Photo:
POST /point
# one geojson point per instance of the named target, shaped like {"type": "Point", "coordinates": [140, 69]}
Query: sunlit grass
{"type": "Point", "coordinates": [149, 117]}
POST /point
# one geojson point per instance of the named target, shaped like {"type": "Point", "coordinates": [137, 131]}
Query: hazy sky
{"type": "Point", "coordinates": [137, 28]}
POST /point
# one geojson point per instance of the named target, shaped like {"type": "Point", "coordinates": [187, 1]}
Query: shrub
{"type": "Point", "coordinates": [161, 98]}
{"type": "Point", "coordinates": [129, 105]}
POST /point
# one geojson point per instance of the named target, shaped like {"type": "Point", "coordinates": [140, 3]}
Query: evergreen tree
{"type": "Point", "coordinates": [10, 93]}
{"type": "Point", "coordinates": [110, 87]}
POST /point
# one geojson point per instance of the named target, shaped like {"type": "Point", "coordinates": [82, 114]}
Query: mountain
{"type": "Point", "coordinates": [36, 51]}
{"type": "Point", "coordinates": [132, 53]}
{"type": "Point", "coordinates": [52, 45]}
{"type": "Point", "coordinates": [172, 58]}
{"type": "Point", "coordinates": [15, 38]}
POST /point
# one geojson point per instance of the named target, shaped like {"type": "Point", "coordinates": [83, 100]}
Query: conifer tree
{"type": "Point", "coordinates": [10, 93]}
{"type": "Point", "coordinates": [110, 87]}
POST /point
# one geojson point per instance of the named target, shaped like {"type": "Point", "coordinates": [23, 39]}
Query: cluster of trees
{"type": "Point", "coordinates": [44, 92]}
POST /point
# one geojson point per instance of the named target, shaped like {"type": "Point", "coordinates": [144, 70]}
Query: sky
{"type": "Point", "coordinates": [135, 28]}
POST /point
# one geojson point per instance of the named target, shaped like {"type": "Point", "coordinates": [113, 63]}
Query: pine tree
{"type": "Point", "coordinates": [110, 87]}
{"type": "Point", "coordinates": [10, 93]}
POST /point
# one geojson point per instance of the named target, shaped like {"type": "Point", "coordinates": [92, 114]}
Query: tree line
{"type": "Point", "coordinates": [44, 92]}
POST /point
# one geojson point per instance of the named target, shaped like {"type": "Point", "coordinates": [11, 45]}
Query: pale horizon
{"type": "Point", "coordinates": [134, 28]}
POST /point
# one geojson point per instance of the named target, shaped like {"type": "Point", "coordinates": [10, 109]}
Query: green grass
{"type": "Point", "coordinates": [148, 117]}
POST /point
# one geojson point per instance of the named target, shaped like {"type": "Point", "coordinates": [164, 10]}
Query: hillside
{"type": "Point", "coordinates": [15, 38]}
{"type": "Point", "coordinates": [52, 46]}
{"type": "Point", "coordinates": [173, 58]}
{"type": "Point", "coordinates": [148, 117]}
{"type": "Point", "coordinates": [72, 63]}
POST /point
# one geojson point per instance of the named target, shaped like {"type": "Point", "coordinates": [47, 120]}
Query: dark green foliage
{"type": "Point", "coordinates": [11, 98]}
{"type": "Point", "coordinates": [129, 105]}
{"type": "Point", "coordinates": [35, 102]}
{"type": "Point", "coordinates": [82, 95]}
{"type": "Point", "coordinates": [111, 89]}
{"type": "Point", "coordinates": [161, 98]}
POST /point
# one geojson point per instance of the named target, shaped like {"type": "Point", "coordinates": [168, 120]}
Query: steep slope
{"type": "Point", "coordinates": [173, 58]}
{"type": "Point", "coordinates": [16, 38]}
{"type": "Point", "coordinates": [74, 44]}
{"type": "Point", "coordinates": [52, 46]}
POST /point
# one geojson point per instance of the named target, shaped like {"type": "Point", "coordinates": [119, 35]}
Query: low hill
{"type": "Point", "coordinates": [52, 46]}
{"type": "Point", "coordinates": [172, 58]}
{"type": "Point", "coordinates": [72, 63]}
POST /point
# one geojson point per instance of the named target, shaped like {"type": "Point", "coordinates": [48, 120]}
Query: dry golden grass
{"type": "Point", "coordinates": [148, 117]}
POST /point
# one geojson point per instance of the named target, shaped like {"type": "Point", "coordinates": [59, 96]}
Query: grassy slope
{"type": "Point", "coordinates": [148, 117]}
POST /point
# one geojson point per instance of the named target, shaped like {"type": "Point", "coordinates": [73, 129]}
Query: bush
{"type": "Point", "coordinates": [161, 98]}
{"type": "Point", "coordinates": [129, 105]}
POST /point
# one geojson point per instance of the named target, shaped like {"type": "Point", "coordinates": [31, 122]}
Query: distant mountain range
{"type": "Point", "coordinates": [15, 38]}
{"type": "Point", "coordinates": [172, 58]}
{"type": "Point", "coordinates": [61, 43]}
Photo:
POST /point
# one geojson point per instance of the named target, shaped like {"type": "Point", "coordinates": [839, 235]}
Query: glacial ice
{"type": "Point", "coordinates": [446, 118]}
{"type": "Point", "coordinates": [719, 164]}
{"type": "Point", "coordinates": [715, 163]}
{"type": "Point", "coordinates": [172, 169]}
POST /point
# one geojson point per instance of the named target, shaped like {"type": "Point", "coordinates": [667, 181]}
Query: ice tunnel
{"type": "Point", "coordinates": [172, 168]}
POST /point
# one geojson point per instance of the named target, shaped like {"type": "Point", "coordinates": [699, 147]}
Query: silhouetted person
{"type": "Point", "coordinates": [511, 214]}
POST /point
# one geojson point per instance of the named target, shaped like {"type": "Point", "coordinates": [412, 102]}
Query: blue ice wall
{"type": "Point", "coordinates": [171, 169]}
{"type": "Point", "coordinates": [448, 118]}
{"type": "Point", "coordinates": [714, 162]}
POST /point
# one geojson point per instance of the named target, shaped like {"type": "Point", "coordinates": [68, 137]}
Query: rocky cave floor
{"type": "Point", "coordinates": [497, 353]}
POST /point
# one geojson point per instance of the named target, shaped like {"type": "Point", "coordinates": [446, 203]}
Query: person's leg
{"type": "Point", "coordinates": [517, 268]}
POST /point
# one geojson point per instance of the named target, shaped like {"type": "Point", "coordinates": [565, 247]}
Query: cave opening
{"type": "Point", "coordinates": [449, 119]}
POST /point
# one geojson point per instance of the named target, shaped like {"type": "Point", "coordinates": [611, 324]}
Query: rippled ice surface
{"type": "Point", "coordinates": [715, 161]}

= = = = =

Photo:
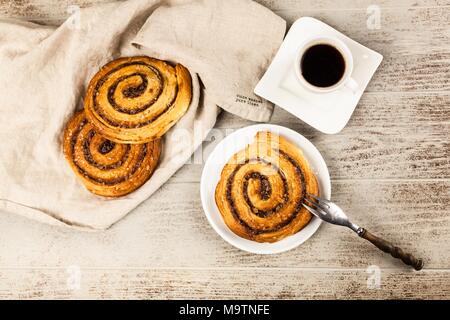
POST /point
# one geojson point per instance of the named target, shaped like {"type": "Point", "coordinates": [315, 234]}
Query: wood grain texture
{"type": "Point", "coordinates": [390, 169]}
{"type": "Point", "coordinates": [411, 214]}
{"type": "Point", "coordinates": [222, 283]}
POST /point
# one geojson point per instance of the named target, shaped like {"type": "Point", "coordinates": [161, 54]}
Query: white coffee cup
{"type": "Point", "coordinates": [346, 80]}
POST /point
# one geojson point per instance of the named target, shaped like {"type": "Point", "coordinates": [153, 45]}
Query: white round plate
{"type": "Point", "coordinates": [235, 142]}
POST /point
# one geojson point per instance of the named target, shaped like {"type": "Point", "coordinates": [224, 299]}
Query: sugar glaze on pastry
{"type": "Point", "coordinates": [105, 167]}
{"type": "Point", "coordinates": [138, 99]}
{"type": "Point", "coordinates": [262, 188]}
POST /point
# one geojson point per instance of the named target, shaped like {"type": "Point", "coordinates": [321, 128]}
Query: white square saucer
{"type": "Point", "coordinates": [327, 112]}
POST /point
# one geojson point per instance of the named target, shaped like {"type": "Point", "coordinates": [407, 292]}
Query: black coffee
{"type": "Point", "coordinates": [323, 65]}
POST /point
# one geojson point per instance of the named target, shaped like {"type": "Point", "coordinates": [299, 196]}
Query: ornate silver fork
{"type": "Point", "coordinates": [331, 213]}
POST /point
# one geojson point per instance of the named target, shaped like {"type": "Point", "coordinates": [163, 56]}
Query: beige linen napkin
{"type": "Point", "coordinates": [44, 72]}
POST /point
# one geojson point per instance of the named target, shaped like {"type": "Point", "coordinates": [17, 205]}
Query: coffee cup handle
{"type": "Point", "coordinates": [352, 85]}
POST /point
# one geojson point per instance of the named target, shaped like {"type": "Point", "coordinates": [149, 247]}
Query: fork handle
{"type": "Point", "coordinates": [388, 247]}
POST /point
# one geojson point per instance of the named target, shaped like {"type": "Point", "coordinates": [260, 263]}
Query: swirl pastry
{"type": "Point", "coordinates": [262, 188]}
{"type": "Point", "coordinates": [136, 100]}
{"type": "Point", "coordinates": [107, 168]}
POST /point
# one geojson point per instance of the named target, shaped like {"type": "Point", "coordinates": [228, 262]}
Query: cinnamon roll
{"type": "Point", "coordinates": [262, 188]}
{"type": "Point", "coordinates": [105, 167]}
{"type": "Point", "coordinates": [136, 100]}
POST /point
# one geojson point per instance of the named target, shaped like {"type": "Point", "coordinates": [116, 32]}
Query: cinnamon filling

= = = = =

TASK STATEMENT: Pull out every line of the items that contains the word "handle", matching case exactly.

RESULT BELOW:
Query: coffee cup handle
Query: fork handle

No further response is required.